##### Stored rows #####
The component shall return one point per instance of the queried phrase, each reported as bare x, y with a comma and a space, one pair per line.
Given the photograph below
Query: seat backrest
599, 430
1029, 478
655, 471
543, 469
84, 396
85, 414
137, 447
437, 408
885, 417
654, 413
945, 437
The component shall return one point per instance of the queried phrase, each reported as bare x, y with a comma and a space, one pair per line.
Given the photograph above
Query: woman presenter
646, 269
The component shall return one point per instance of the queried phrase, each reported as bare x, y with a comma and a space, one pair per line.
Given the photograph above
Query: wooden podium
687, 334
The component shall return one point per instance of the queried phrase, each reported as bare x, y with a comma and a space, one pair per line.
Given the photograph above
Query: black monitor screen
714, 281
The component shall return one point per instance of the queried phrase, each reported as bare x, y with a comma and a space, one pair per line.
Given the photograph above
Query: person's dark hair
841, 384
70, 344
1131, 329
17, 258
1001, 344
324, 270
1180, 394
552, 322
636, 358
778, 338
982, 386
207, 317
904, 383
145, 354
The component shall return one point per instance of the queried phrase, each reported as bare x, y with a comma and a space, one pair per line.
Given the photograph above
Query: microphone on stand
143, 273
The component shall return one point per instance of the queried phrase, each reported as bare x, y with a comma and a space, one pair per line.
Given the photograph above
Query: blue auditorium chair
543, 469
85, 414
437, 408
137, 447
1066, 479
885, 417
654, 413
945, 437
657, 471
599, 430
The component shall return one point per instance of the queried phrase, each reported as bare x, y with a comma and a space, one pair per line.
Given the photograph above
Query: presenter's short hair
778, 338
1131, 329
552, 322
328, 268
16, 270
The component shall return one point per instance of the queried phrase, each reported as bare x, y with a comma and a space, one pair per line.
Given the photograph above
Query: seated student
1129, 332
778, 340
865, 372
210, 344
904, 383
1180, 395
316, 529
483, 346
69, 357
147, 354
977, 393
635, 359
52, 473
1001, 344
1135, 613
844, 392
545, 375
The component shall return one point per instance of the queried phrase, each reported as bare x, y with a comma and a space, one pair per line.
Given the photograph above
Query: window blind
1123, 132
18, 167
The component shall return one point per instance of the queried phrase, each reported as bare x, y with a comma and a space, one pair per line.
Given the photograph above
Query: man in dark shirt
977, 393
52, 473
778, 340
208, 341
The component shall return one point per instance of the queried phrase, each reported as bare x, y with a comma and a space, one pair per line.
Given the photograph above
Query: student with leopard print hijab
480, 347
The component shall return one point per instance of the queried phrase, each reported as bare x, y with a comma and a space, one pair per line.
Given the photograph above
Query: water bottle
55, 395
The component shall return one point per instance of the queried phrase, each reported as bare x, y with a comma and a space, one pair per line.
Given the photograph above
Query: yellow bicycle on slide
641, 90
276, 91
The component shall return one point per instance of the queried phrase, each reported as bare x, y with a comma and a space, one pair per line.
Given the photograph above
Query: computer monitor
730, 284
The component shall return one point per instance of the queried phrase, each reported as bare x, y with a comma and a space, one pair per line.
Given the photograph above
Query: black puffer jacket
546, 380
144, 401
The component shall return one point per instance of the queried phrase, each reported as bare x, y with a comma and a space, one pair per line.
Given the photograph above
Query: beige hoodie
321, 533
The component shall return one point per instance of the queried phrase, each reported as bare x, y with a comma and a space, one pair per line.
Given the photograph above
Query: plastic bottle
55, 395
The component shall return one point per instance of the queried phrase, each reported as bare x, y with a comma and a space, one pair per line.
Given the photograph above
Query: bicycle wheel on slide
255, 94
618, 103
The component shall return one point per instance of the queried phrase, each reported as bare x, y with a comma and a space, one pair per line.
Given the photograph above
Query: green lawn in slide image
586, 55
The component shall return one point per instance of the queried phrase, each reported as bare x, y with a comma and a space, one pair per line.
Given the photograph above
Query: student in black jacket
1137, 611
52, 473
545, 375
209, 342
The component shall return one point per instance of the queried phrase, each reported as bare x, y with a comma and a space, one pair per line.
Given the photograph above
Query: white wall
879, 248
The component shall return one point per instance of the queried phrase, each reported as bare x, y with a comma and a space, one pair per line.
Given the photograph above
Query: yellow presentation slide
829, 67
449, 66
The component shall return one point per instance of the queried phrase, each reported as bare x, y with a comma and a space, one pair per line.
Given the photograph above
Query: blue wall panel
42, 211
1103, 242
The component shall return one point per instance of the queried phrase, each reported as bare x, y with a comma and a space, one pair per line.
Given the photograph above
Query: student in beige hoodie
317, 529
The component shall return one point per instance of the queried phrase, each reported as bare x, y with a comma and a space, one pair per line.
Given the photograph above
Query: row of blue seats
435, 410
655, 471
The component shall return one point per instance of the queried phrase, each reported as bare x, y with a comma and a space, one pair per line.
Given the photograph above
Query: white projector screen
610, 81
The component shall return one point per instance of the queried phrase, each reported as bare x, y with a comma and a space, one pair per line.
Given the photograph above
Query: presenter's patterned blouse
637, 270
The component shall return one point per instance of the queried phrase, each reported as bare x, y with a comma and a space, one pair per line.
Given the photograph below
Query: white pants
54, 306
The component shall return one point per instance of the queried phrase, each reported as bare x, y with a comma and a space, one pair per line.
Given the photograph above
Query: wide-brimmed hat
#####
**Short task:**
Each line above must be printed exactly as it appears.

**The output:**
The component shall return one point per instance of the queried phrase, each reported as bare x, y with a comma and a space, one pair per line.
Given the photograph below
Query: seat backrest
599, 430
1029, 478
655, 471
543, 469
84, 396
85, 414
137, 447
437, 408
885, 417
654, 413
945, 437
The component shall return one point per instance of the queried phrase, each reported as bare x, y with a comma and a space, one pair per line.
Given the photograph above
Query: woman presenter
646, 269
The component shall return one point per instance of the queried phrase, each reported as bare x, y with a comma and a space, one pair per line.
Given the photograph above
Query: wooden podium
687, 334
The component shall return one point per instance of the queried phrase, each reported as bare x, y with a comma and a space, one pair per line.
Given the photograph above
Query: black monitor screen
714, 281
The component shall return one point per instance of the queried phrase, each reported as bare x, y with a comma and a space, one pair per line.
Given the photograph above
Query: person's dark hair
841, 384
70, 344
1131, 329
17, 258
1001, 344
324, 270
1180, 394
552, 322
636, 358
778, 338
982, 386
207, 317
904, 383
145, 354
The component shall return one point per instance of the queried phrase, each reported as bare x, y with a comma and a space, one pair per line.
Given the photograph above
Query: microphone on stand
143, 273
The component shall return one point per instance of the queried phrase, each reported as bare x, y with a comma and a space, one pair per line.
Given the photograph above
Query: blue auditorium chair
543, 469
85, 414
437, 408
137, 447
1066, 479
885, 417
654, 413
945, 437
657, 471
599, 430
The component shall return one point per instance of the queried phrase, each reported as bare x, y with a comma and a space, one pair per line.
Given the photograph above
Query: presenter's short hair
778, 338
1131, 329
552, 322
328, 268
16, 270
The component shall return one point per instance of the queried phrase, each reported as bare x, y with a comma and a space, one pair per line.
Given the photograph above
Query: seated student
1129, 332
778, 340
865, 372
210, 344
904, 383
1180, 395
316, 529
483, 346
69, 357
147, 354
977, 393
635, 359
52, 473
1001, 344
1135, 613
844, 392
545, 375
The component shall return one point per instance of the queried phrase, each reported as bare x, y with a comma and a space, one pair per line.
Given the photograph above
Query: window blind
1123, 132
18, 167
The component shall return one point per instance of the queried phrase, each reported as bare x, y with a comma and a space, one pair per line.
Given the photograph above
Query: man in dark shirt
977, 393
52, 473
778, 340
208, 341
The component shall return one point per instance of the queried phrase, each reported as bare x, y with a comma and a space, one pair per line.
Given the photograph above
Query: student with leopard print hijab
480, 347
The component shall return one point per instance of the queried phrase, each reported as bare x, y with a comma and a space, one pair per line.
Given the photograph above
Query: water bottle
55, 395
The component shall return one point per instance of the queried phrase, each reported as bare x, y with a comma and a space, one pair per line.
Given the photograph above
Query: yellow bicycle on slide
641, 90
276, 91
The component shall return one point per instance of the queried phrase, each reported as bare x, y with a comma and a space, one pair per line.
Given the photograph above
Query: computer monitor
730, 284
The component shall return one point per instance of the queried phrase, each reported as bare x, y with a comma and a space, one pair per line.
Given the photograph above
Query: black puffer jacket
546, 380
144, 401
The component shall return one point per instance of the queried phrase, each reported as bare x, y with a comma and a space, one pair per line.
Given the photograph above
Query: beige hoodie
321, 533
The component shall return one point per instance of the queried phrase, each reported as bare x, y with a comma and a space, one pair per line.
Given the photograph above
Query: plastic bottle
55, 395
The component shall return one point per instance of the queried phrase, each reported as bare x, y with a comma and a space, one pair per line.
Given the photograph above
Query: bicycle wheel on slide
255, 94
618, 103
The component shall return one point per instance of the queried phrase, each reported as bare x, y with a comma and a space, one pair per line.
Given the photograph above
Query: green lawn in slide image
586, 55
The component shall return one point per instance of the queried phrase, each reported as bare x, y with a comma and a space, one pair per line.
Given the photograph above
Query: student in black jacket
1137, 611
52, 473
545, 375
209, 342
The component shall return one point per instance of the queried phrase, each reported as bare x, y with a comma and a space, one pair per line.
Given the photograph above
Query: white wall
879, 248
The component shall return one point per instance of the queried phrase, each reported as bare x, y with a comma and a space, one pair per line.
Given the photograph above
Query: yellow presentation slide
829, 67
449, 66
The component shall return one point per instance of the queried phrase, each reported as bare x, y with a comma and a space, one pair per line.
Given the photograph above
Query: blue wall panel
42, 211
1103, 242
The component shall return one point per instance of the queried phrase, each reported as bare x, y with a comma and a space, one pair per line.
Given the photograph above
Query: student in beige hoodie
317, 529
The component shall return one point per instance of the queried phrase, each reported as bare x, y with a comma and a space, one pair per line.
Given the photograph above
Query: row of blue seats
435, 410
655, 471
The component shall return one point per instance of the queried phrase, each reported as bare x, y with a comma and a space, one pair per line.
Given the photograph above
Query: white projector screen
610, 81
The component shall return one point per instance of the queried phrase, each reported as bare x, y with a comma and a space, one pair per line.
Given the photograph above
Query: presenter's patterned blouse
637, 270
The component shall return one point per instance of the queried phrase, each reported as bare x, y with a comma and a space, one pair per line.
Given the photograph below
Query: white pants
54, 306
The component shall return one point per instance of the queried phrase, each reported as bare x, y with a comma and a space, one pair per line.
Given the photograph above
Query: wide-brimmed hat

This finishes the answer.